An exact copy of the listing below is the answer, with the pictures removed.

[Opening The data section]

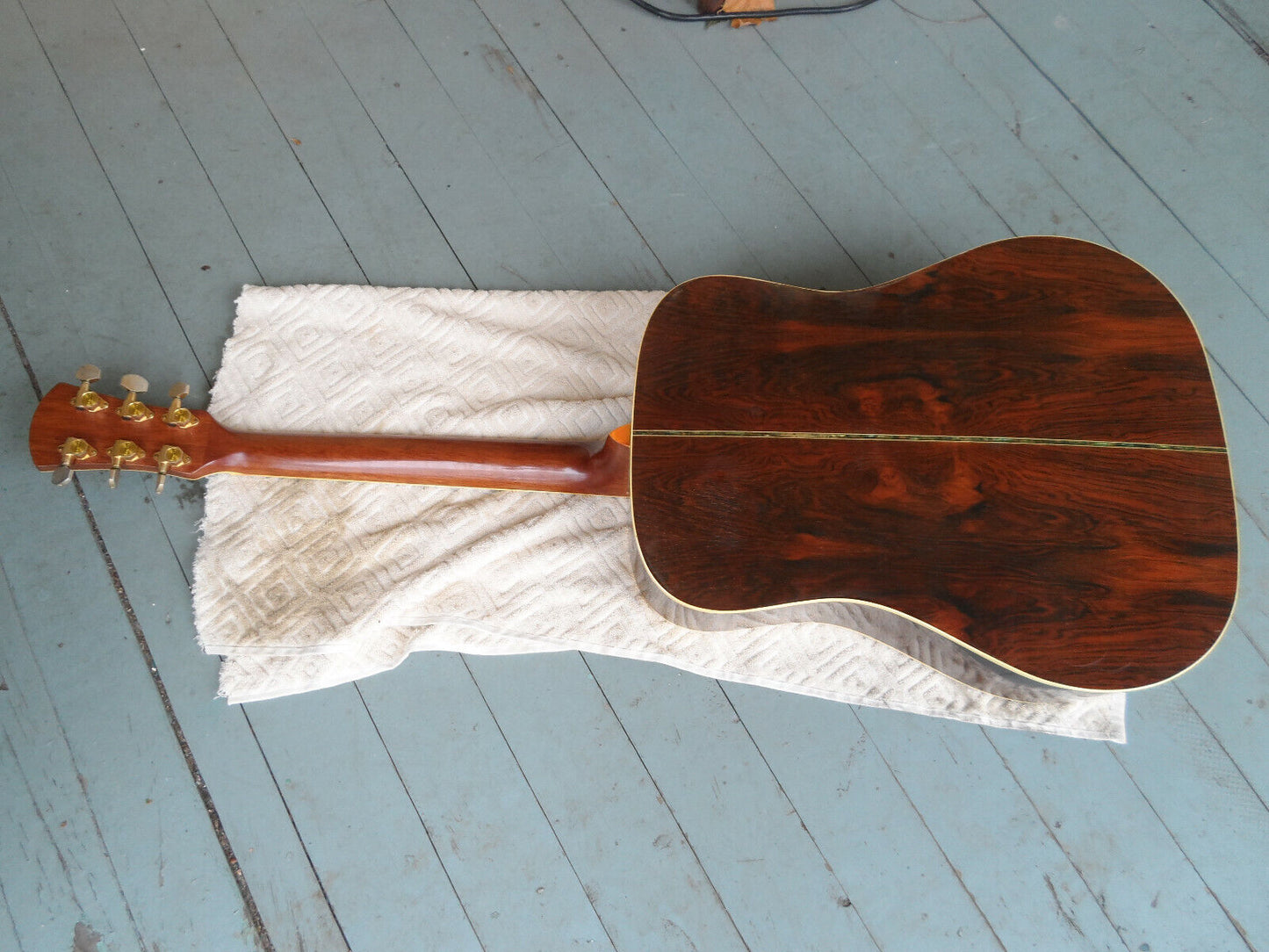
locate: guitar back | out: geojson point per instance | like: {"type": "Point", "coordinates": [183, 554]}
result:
{"type": "Point", "coordinates": [1018, 447]}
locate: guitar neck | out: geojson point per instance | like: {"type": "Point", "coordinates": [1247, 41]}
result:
{"type": "Point", "coordinates": [484, 464]}
{"type": "Point", "coordinates": [196, 450]}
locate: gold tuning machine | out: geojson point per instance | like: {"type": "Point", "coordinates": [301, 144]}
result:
{"type": "Point", "coordinates": [168, 458]}
{"type": "Point", "coordinates": [131, 407]}
{"type": "Point", "coordinates": [123, 451]}
{"type": "Point", "coordinates": [73, 451]}
{"type": "Point", "coordinates": [85, 399]}
{"type": "Point", "coordinates": [177, 414]}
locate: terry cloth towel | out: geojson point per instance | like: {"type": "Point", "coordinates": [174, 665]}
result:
{"type": "Point", "coordinates": [301, 584]}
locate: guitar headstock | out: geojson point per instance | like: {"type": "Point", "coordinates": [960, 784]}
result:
{"type": "Point", "coordinates": [76, 429]}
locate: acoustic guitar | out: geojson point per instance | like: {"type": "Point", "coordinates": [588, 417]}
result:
{"type": "Point", "coordinates": [1018, 447]}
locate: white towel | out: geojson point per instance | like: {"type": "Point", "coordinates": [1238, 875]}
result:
{"type": "Point", "coordinates": [304, 584]}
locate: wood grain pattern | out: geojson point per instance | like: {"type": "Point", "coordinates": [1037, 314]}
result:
{"type": "Point", "coordinates": [527, 465]}
{"type": "Point", "coordinates": [1020, 447]}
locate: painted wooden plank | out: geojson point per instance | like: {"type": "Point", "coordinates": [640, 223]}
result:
{"type": "Point", "coordinates": [1203, 191]}
{"type": "Point", "coordinates": [151, 821]}
{"type": "Point", "coordinates": [1020, 191]}
{"type": "Point", "coordinates": [689, 117]}
{"type": "Point", "coordinates": [54, 869]}
{"type": "Point", "coordinates": [1184, 60]}
{"type": "Point", "coordinates": [767, 867]}
{"type": "Point", "coordinates": [1205, 801]}
{"type": "Point", "coordinates": [912, 162]}
{"type": "Point", "coordinates": [859, 815]}
{"type": "Point", "coordinates": [1151, 891]}
{"type": "Point", "coordinates": [830, 173]}
{"type": "Point", "coordinates": [661, 196]}
{"type": "Point", "coordinates": [82, 295]}
{"type": "Point", "coordinates": [479, 216]}
{"type": "Point", "coordinates": [377, 210]}
{"type": "Point", "coordinates": [632, 858]}
{"type": "Point", "coordinates": [495, 843]}
{"type": "Point", "coordinates": [376, 862]}
{"type": "Point", "coordinates": [292, 901]}
{"type": "Point", "coordinates": [1248, 18]}
{"type": "Point", "coordinates": [985, 823]}
{"type": "Point", "coordinates": [249, 160]}
{"type": "Point", "coordinates": [533, 153]}
{"type": "Point", "coordinates": [150, 168]}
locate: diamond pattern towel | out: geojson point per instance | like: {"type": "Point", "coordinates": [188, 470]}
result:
{"type": "Point", "coordinates": [302, 584]}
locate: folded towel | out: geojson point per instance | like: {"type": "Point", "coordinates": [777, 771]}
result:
{"type": "Point", "coordinates": [302, 584]}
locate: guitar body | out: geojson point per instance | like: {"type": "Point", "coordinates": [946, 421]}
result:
{"type": "Point", "coordinates": [1018, 447]}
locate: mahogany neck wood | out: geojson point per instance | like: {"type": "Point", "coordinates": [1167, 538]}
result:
{"type": "Point", "coordinates": [484, 464]}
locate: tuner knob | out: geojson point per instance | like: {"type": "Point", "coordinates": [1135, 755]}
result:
{"type": "Point", "coordinates": [167, 458]}
{"type": "Point", "coordinates": [73, 451]}
{"type": "Point", "coordinates": [177, 414]}
{"type": "Point", "coordinates": [131, 407]}
{"type": "Point", "coordinates": [122, 451]}
{"type": "Point", "coordinates": [85, 399]}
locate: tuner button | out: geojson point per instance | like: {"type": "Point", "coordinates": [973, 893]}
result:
{"type": "Point", "coordinates": [123, 451]}
{"type": "Point", "coordinates": [168, 458]}
{"type": "Point", "coordinates": [177, 414]}
{"type": "Point", "coordinates": [85, 399]}
{"type": "Point", "coordinates": [73, 451]}
{"type": "Point", "coordinates": [131, 407]}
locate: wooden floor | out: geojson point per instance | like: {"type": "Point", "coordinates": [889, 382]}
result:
{"type": "Point", "coordinates": [156, 155]}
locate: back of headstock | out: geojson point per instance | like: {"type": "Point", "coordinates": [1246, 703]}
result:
{"type": "Point", "coordinates": [75, 429]}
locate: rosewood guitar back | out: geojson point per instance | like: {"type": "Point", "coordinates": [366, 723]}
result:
{"type": "Point", "coordinates": [1018, 447]}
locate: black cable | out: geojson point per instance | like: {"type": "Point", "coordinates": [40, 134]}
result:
{"type": "Point", "coordinates": [749, 14]}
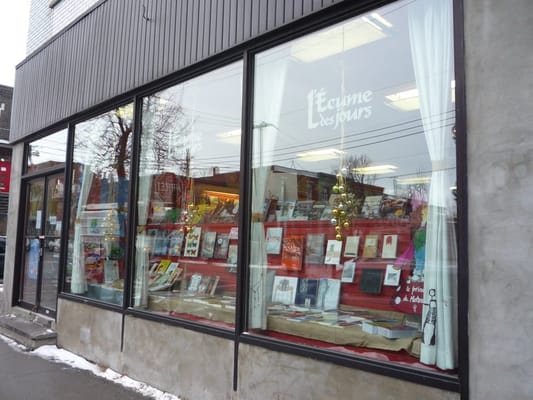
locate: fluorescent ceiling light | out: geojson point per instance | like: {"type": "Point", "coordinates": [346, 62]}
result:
{"type": "Point", "coordinates": [414, 181]}
{"type": "Point", "coordinates": [408, 100]}
{"type": "Point", "coordinates": [337, 39]}
{"type": "Point", "coordinates": [232, 137]}
{"type": "Point", "coordinates": [375, 170]}
{"type": "Point", "coordinates": [319, 155]}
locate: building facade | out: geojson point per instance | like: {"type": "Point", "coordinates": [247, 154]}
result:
{"type": "Point", "coordinates": [250, 200]}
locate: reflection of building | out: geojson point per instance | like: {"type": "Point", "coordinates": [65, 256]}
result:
{"type": "Point", "coordinates": [202, 36]}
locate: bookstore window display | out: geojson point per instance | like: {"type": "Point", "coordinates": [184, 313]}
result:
{"type": "Point", "coordinates": [188, 201]}
{"type": "Point", "coordinates": [97, 233]}
{"type": "Point", "coordinates": [353, 207]}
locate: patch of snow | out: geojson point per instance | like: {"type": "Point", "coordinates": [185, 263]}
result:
{"type": "Point", "coordinates": [54, 354]}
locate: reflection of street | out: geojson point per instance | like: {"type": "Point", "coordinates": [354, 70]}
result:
{"type": "Point", "coordinates": [49, 283]}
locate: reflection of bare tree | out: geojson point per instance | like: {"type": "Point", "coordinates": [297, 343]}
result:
{"type": "Point", "coordinates": [168, 126]}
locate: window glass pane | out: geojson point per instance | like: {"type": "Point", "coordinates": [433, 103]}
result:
{"type": "Point", "coordinates": [100, 186]}
{"type": "Point", "coordinates": [186, 246]}
{"type": "Point", "coordinates": [47, 152]}
{"type": "Point", "coordinates": [353, 231]}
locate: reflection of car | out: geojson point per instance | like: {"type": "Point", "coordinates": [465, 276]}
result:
{"type": "Point", "coordinates": [2, 256]}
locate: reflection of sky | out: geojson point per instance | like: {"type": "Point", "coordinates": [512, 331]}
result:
{"type": "Point", "coordinates": [50, 148]}
{"type": "Point", "coordinates": [388, 136]}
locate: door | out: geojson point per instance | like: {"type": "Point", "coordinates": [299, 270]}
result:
{"type": "Point", "coordinates": [42, 244]}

[Closing The data section]

Reply to the task
locate: guitar back | out: geojson point per instance | like: {"type": "Point", "coordinates": [183, 554]}
result:
{"type": "Point", "coordinates": [1018, 447]}
locate: guitar neck | out: geojson point per instance | like: {"type": "Point", "coordinates": [1247, 41]}
result:
{"type": "Point", "coordinates": [484, 464]}
{"type": "Point", "coordinates": [196, 450]}
locate: gold tuning machine | out: geojson point per instance | like: {"type": "Point", "coordinates": [301, 144]}
result:
{"type": "Point", "coordinates": [168, 458]}
{"type": "Point", "coordinates": [131, 407]}
{"type": "Point", "coordinates": [123, 451]}
{"type": "Point", "coordinates": [73, 451]}
{"type": "Point", "coordinates": [85, 399]}
{"type": "Point", "coordinates": [177, 414]}
locate: terry cloth towel | out: geojson point per instance | like: {"type": "Point", "coordinates": [174, 665]}
result:
{"type": "Point", "coordinates": [301, 584]}
locate: guitar headstock | out: geojson point per instance | like: {"type": "Point", "coordinates": [960, 784]}
result:
{"type": "Point", "coordinates": [76, 429]}
locate: acoustic guitar | out: geojson point per instance | like: {"type": "Point", "coordinates": [588, 417]}
result:
{"type": "Point", "coordinates": [1018, 447]}
locate: white towel | out: geojson point per instance | like: {"type": "Point", "coordinates": [1238, 875]}
result:
{"type": "Point", "coordinates": [304, 584]}
locate: wood grain pattern | out: geojson point per instance | like: {"type": "Point", "coordinates": [1037, 314]}
result:
{"type": "Point", "coordinates": [527, 465]}
{"type": "Point", "coordinates": [1020, 447]}
locate: painted wooden plank | out: geojson point per instance | like: {"type": "Point", "coordinates": [640, 223]}
result:
{"type": "Point", "coordinates": [1203, 191]}
{"type": "Point", "coordinates": [151, 821]}
{"type": "Point", "coordinates": [1020, 191]}
{"type": "Point", "coordinates": [689, 117]}
{"type": "Point", "coordinates": [54, 869]}
{"type": "Point", "coordinates": [1184, 60]}
{"type": "Point", "coordinates": [767, 867]}
{"type": "Point", "coordinates": [1205, 801]}
{"type": "Point", "coordinates": [912, 162]}
{"type": "Point", "coordinates": [859, 815]}
{"type": "Point", "coordinates": [1151, 891]}
{"type": "Point", "coordinates": [830, 173]}
{"type": "Point", "coordinates": [661, 196]}
{"type": "Point", "coordinates": [82, 295]}
{"type": "Point", "coordinates": [479, 216]}
{"type": "Point", "coordinates": [377, 210]}
{"type": "Point", "coordinates": [632, 858]}
{"type": "Point", "coordinates": [495, 843]}
{"type": "Point", "coordinates": [376, 862]}
{"type": "Point", "coordinates": [292, 901]}
{"type": "Point", "coordinates": [1248, 18]}
{"type": "Point", "coordinates": [985, 823]}
{"type": "Point", "coordinates": [249, 160]}
{"type": "Point", "coordinates": [533, 153]}
{"type": "Point", "coordinates": [150, 168]}
locate: diamond pattern towel | out: geojson point per instance | like: {"type": "Point", "coordinates": [188, 470]}
result:
{"type": "Point", "coordinates": [302, 584]}
locate: folded towel | out: geojson point per instance | like: {"type": "Point", "coordinates": [777, 771]}
result:
{"type": "Point", "coordinates": [302, 584]}
locate: guitar body | out: geojson point per instance | like: {"type": "Point", "coordinates": [946, 421]}
result:
{"type": "Point", "coordinates": [1018, 447]}
locate: mahogany neck wood | out: geojson point per instance | like: {"type": "Point", "coordinates": [1167, 538]}
result:
{"type": "Point", "coordinates": [484, 464]}
locate: tuner knob | out: geojson point per instance | like: {"type": "Point", "coordinates": [1135, 755]}
result:
{"type": "Point", "coordinates": [167, 458]}
{"type": "Point", "coordinates": [73, 451]}
{"type": "Point", "coordinates": [177, 414]}
{"type": "Point", "coordinates": [131, 407]}
{"type": "Point", "coordinates": [122, 451]}
{"type": "Point", "coordinates": [85, 399]}
locate: tuner button | out: geojson point per instance | like: {"type": "Point", "coordinates": [973, 893]}
result:
{"type": "Point", "coordinates": [123, 451]}
{"type": "Point", "coordinates": [168, 458]}
{"type": "Point", "coordinates": [177, 414]}
{"type": "Point", "coordinates": [85, 399]}
{"type": "Point", "coordinates": [73, 451]}
{"type": "Point", "coordinates": [131, 407]}
locate: wooden floor | out: geojson point per instance | like: {"type": "Point", "coordinates": [889, 382]}
result:
{"type": "Point", "coordinates": [156, 155]}
locate: back of headstock | out: geojson point per instance | like: {"type": "Point", "coordinates": [1246, 703]}
result:
{"type": "Point", "coordinates": [75, 429]}
locate: rosewood guitar back | out: geojson point per instance | like: {"type": "Point", "coordinates": [366, 723]}
result:
{"type": "Point", "coordinates": [1018, 447]}
locate: black cable | out: geojson point per instance | like: {"type": "Point", "coordinates": [40, 134]}
result:
{"type": "Point", "coordinates": [749, 14]}
locate: fluorescent ceiling light | out: geojson point per instance | like: {"type": "Point", "coordinates": [346, 62]}
result:
{"type": "Point", "coordinates": [414, 181]}
{"type": "Point", "coordinates": [408, 100]}
{"type": "Point", "coordinates": [337, 39]}
{"type": "Point", "coordinates": [232, 137]}
{"type": "Point", "coordinates": [375, 170]}
{"type": "Point", "coordinates": [319, 155]}
locate: building facade | out: geojson point per instance | like: {"type": "Point", "coordinates": [247, 154]}
result:
{"type": "Point", "coordinates": [250, 200]}
locate: reflection of building | out: geojson point per instance | like: {"type": "Point", "coordinates": [65, 256]}
result:
{"type": "Point", "coordinates": [202, 36]}
locate: bookstore window display | out: geojson point per instance | like: {"type": "Point", "coordinates": [184, 313]}
result:
{"type": "Point", "coordinates": [188, 201]}
{"type": "Point", "coordinates": [97, 233]}
{"type": "Point", "coordinates": [353, 207]}
locate: patch of snow | out: geojson point per instance | like: {"type": "Point", "coordinates": [185, 263]}
result:
{"type": "Point", "coordinates": [54, 354]}
locate: reflection of street | out: geojson point per instance | like: {"type": "Point", "coordinates": [354, 70]}
result:
{"type": "Point", "coordinates": [49, 283]}
locate: reflection of bare tree | out: geojson point per instance | like: {"type": "Point", "coordinates": [297, 343]}
result:
{"type": "Point", "coordinates": [168, 126]}
locate: window glass pane | out: geojson point per instance | like: {"type": "Point", "coordinates": [433, 103]}
result:
{"type": "Point", "coordinates": [100, 186]}
{"type": "Point", "coordinates": [186, 246]}
{"type": "Point", "coordinates": [47, 152]}
{"type": "Point", "coordinates": [353, 231]}
locate: reflection of car | out: geojson point per instance | like: {"type": "Point", "coordinates": [465, 276]}
result:
{"type": "Point", "coordinates": [2, 256]}
locate: reflection of sky | out: geojson point per instance | like: {"type": "Point", "coordinates": [512, 331]}
result:
{"type": "Point", "coordinates": [50, 148]}
{"type": "Point", "coordinates": [388, 136]}
locate: door | out: geojson point per instance | like: {"type": "Point", "coordinates": [299, 270]}
result:
{"type": "Point", "coordinates": [42, 244]}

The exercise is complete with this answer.